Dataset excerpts
________

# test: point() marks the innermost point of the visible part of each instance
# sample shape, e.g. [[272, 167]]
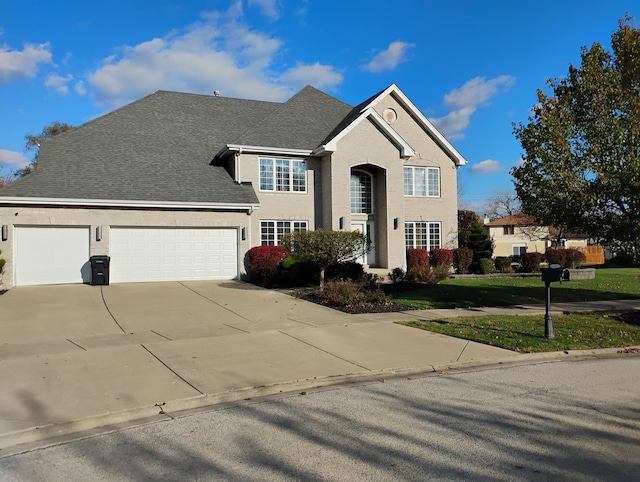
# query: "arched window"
[[361, 193]]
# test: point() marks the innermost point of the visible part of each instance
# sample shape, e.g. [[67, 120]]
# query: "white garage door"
[[173, 254], [51, 255]]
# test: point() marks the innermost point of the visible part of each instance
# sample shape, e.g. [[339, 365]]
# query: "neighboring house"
[[180, 186], [516, 234]]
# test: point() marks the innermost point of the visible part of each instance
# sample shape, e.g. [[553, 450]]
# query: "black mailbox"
[[554, 272]]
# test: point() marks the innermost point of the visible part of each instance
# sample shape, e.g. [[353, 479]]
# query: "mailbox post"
[[549, 275]]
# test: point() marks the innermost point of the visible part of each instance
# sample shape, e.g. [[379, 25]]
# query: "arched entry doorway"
[[363, 211]]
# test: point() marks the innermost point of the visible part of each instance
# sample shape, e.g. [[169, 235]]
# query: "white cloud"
[[80, 88], [269, 8], [321, 76], [220, 54], [11, 158], [464, 101], [389, 58], [58, 83], [452, 125], [486, 167], [477, 91], [22, 64]]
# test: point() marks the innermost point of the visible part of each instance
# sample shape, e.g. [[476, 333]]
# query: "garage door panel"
[[52, 255], [173, 254]]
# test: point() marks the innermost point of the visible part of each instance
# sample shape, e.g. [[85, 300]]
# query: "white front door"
[[366, 228]]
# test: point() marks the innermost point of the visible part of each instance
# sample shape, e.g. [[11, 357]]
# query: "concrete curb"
[[12, 443]]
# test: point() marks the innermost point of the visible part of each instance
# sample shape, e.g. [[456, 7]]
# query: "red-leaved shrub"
[[462, 259], [441, 257], [262, 263], [416, 258]]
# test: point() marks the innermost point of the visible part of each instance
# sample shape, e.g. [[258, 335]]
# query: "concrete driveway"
[[76, 357]]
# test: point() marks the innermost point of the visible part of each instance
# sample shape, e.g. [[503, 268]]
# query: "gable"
[[393, 99], [376, 110]]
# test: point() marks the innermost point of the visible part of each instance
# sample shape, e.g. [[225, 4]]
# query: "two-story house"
[[180, 186]]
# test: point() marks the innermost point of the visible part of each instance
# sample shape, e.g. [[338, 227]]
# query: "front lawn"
[[525, 334], [609, 284]]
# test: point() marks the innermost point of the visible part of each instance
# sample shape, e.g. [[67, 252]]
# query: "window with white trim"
[[284, 175], [422, 181], [424, 235], [361, 193], [271, 232]]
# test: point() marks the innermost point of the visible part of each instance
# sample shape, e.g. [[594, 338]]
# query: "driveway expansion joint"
[[173, 371], [325, 351]]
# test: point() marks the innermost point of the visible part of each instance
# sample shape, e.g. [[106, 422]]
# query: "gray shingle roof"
[[300, 123], [161, 148]]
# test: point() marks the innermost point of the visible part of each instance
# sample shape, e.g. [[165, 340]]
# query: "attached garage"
[[173, 254], [46, 255]]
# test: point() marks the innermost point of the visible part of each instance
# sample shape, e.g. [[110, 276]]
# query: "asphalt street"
[[551, 420]]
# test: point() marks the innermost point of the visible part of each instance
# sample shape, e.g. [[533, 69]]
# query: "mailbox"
[[554, 272]]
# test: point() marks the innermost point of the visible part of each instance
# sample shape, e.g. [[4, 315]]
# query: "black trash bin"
[[99, 270]]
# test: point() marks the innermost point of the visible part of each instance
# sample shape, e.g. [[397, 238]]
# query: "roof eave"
[[249, 207], [240, 148]]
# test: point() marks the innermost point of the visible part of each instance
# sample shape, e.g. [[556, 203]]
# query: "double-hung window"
[[283, 175], [271, 232], [422, 181], [424, 235]]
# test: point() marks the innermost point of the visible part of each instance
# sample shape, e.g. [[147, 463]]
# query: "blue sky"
[[471, 67]]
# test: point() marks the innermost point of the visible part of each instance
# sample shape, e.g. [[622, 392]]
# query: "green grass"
[[525, 334], [609, 284]]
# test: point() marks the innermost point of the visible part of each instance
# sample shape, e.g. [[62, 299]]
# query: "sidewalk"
[[176, 348]]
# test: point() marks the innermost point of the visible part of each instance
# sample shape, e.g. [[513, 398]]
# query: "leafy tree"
[[581, 169], [325, 247], [32, 143], [503, 203]]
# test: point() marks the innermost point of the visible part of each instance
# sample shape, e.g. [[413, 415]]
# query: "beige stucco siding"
[[298, 206], [106, 218], [443, 209]]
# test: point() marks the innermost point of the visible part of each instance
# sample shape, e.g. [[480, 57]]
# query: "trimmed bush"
[[287, 262], [531, 262], [441, 257], [486, 266], [503, 264], [417, 257], [418, 269], [462, 259], [398, 275], [262, 263], [304, 273]]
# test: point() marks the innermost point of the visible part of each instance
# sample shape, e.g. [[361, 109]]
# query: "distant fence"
[[594, 254]]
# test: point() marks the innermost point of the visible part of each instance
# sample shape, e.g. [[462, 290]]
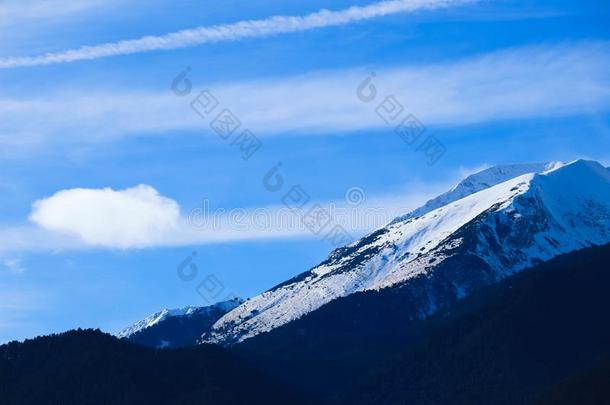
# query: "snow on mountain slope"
[[480, 181], [164, 315], [502, 229]]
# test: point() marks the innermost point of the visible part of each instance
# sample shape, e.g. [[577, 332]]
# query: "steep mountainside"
[[512, 343], [177, 327], [444, 254], [508, 343], [478, 182]]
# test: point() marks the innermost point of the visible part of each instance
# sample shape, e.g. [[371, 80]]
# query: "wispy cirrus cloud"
[[13, 11], [232, 32], [529, 82]]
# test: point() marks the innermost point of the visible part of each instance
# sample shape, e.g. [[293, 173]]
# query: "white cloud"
[[135, 217], [542, 81], [139, 217], [232, 32]]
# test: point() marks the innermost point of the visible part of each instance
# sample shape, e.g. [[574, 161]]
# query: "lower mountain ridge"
[[537, 337]]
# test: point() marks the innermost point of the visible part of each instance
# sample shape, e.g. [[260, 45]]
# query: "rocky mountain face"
[[482, 231]]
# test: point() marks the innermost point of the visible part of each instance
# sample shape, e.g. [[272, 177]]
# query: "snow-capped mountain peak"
[[480, 181], [505, 227]]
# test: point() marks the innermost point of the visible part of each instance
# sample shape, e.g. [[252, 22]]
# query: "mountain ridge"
[[503, 229]]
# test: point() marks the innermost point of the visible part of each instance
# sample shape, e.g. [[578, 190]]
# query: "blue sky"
[[103, 167]]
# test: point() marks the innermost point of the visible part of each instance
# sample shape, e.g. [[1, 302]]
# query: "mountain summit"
[[490, 226]]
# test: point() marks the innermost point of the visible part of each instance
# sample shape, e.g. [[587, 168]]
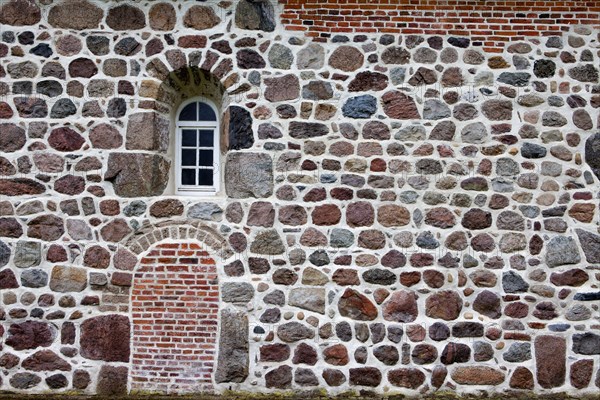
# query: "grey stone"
[[590, 244], [234, 357], [513, 283], [248, 175], [294, 331], [206, 212], [518, 79], [268, 243], [137, 174], [147, 131], [312, 299], [360, 106], [280, 56], [475, 133], [518, 352], [435, 109], [34, 278], [234, 292], [562, 250], [255, 15], [28, 254], [340, 237], [311, 57], [586, 343]]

________

— Your assignment —
Would you please write out the entries in full, exactly as they read, but without pictures?

— Answer box —
# test: point() marks the innermost point of the visible part of each instance
# sample shape, e.g. [[272, 167]]
# query: "arched window"
[[361, 193]]
# test: point() marks the innermost point of the visible part of each instance
# sample shape, e.g. [[67, 120]]
# query: "white garage door"
[[173, 254], [51, 255]]
# test: point() marks the innermost point of the visible part of each instance
# sample shape, e.g. [[339, 365]]
# query: "neighboring house"
[[180, 186], [516, 234]]
# test: point() marks the innermost point of the visible part of each instance
# sample shape, e.g. [[553, 450]]
# query: "black mailbox"
[[554, 272]]
# test: point() marks the innermost point of the visible part of each instance
# sample shape, e.g. [[353, 479]]
# query: "mailbox post"
[[549, 275]]
# test: point() marks the innermost point of the visible part of each instance
# sample shape, e.g. [[379, 25]]
# query: "arched entry doorway"
[[363, 211]]
# test: point() marks the innermost point of the visible part of each instance
# sample shape, e.g. [[169, 235]]
# query: "white cloud"
[[80, 88], [269, 8], [321, 76], [220, 54], [11, 158], [464, 101], [389, 58], [58, 83], [452, 125], [486, 167], [477, 91], [22, 64]]
# test: point() marks the innermost point of the visible part of each instance
# sample shape, e.g. [[476, 333]]
# query: "garage door panel"
[[52, 255], [173, 254]]
# test: point() marks the innermost point of the visible part of each instance
# sample shape, e.g. [[85, 300]]
# query: "white front door"
[[366, 228]]
# test: point() marks the innermost point of the visible part of each instance
# sample shape, e.g. [[11, 357]]
# query: "concrete curb"
[[12, 443]]
# test: point() marks the innermost point of the visible part of each instance
# sample shape, e.g. [[456, 7]]
# query: "red-leaved shrub"
[[462, 259], [441, 257], [262, 263], [416, 258]]
# test: point() marks the innermost point of the visible part of each instance
# sample shape, e.g. [[258, 335]]
# query: "concrete driveway"
[[76, 357]]
# test: point() marks the innermost point of the visible part of each instance
# sample shape, e.g. [[503, 268]]
# query: "gable"
[[393, 99], [376, 110]]
# test: point() marks the innermost point of the visible part of each instance
# sample shape, e.g. [[225, 4]]
# query: "two-story house"
[[180, 186]]
# test: point() marks the innermost point of the visible part of each instance
# sample shape, e.g. [[338, 227]]
# query: "front lawn"
[[525, 334], [609, 284]]
# test: point() marks the innermost point of the visible part of each instance
# sample shape, e.g. [[67, 252]]
# query: "window with white trim"
[[284, 175], [422, 181], [424, 235], [361, 193], [271, 232]]
# test: point() marks the innermost point of the visible part of each instance
# sample shape, e.g. [[594, 338]]
# query: "driveway expansion joint"
[[173, 371], [325, 351]]
# test: point() marks the innermost point of the visible part of each instance
# sample shape, e.g. [[106, 422]]
# query: "gray shingle roof"
[[300, 123], [161, 148]]
# test: point() marks the innermost point of the visible part of each instance
# sample shape, e.g. [[165, 340]]
# query: "attached garage"
[[173, 254], [46, 255]]
# test: point() marks the innermost point of the visible part of each instance
# sample shape, e.g. [[110, 276]]
# query: "asphalt street"
[[551, 420]]
# test: point() marks the innermost point of the visible part of each instance
# sample shape, e.g. [[533, 69]]
# query: "mailbox"
[[554, 272]]
# test: point() marks the innermost point of the visible part of each instance
# sample shape, e.g. [[4, 315]]
# query: "black trash bin"
[[99, 270]]
# test: point() marks the innermost point of the visible part of each instance
# sample shape, e.g. [[397, 238]]
# query: "roof eave"
[[249, 207], [240, 148]]
# test: point() marks the innermost point of the visible part of each instance
# sample shape, e.g. [[556, 203]]
# query: "double-hung window"
[[283, 175], [271, 232], [422, 181], [424, 235]]
# test: point() marks the innermost point of the visible part of each instance
# sample shape, e.g. [[147, 463]]
# query: "blue sky"
[[471, 67]]
# test: point() marks the innermost point of the visible part of each instance
# sample shape, e.g. [[622, 392]]
# query: "green grass"
[[525, 334], [609, 284]]
# test: point() marks the innermost point of the visible part of each instance
# sample shape, e.g. [[62, 299]]
# query: "sidewalk"
[[176, 348]]
# test: point() marks the innermost point of the visible part of each instance
# sample shape, e.g. [[513, 398]]
# query: "leafy tree"
[[581, 169], [325, 247], [32, 143], [503, 203]]
# test: point() marks the innermost point of the visible part of each instance
# sample shape, e.g. [[413, 415]]
# query: "beige stucco siding"
[[298, 206], [106, 218], [443, 209]]
# test: point() marks the innermost point of the visible part of each instance
# sample shape, e.g. [[480, 57]]
# query: "trimmed bush"
[[287, 262], [531, 262], [441, 257], [486, 266], [503, 264], [417, 257], [418, 269], [462, 259], [398, 275], [262, 263], [304, 273]]
# test: point() marks the innermost point of the visible part of each instance
# sample shape, e.g. [[361, 109]]
# query: "distant fence"
[[594, 254]]
# test: point() marks the innermost point of the visible part of each instance
# sample shape, e.g. [[462, 290]]
# query: "snow on mountain slope"
[[480, 181], [164, 315], [502, 229]]
# test: point() marks the innermost point of the visible part of each instance
# sample shape, e.g. [[577, 332]]
# query: "steep mountainside"
[[512, 343], [177, 327], [444, 254], [508, 343], [478, 182]]
# test: point() marks the innermost point of the visible part of each instance
# sample shape, e.g. [[371, 80]]
# query: "wispy cirrus cloud"
[[13, 11], [232, 32], [529, 82]]
# test: point() marks the innermost point of the visible part of each instance
# sample shape, e.g. [[293, 173]]
# query: "white cloud"
[[135, 217], [542, 81], [139, 217], [232, 32]]
# test: point() marks the innermost point of the visible part of each instance
# sample shape, e.g. [[574, 161]]
# query: "lower mountain ridge"
[[537, 337]]
# test: point() marks the innermost point of the visible part of each instance
# sample shape, e.g. [[260, 45]]
# query: "rocky mountain face"
[[482, 231]]
# test: point() marks the innermost point of the visible part of each instance
# sample shape, e.g. [[272, 177]]
# query: "snow-capped mountain peak"
[[480, 181], [505, 227]]
# test: point() marks the innermost point of the visible part of each instance
# sample shape, e.g. [[252, 22]]
# query: "mountain ridge"
[[503, 229]]
# test: point() marks the innermost point of the visible part of each instance
# sample shape, e.g. [[578, 190]]
# query: "blue sky"
[[103, 167]]
# test: point() marks the innermost point of the visible part of each instance
# sample shape, e.g. [[1, 302]]
# query: "mountain summit"
[[490, 226]]
# test: point() marks the innermost point of the visible part of each instance
# sample shape, e.g. [[587, 168]]
# query: "grey stone"
[[590, 244], [234, 357], [513, 283], [248, 175], [294, 331], [206, 212], [518, 79], [268, 243], [137, 174], [147, 131], [312, 299], [360, 106], [280, 56], [475, 133], [518, 352], [435, 109], [34, 278], [234, 292], [562, 250], [255, 15], [28, 254], [340, 237], [311, 57], [586, 343]]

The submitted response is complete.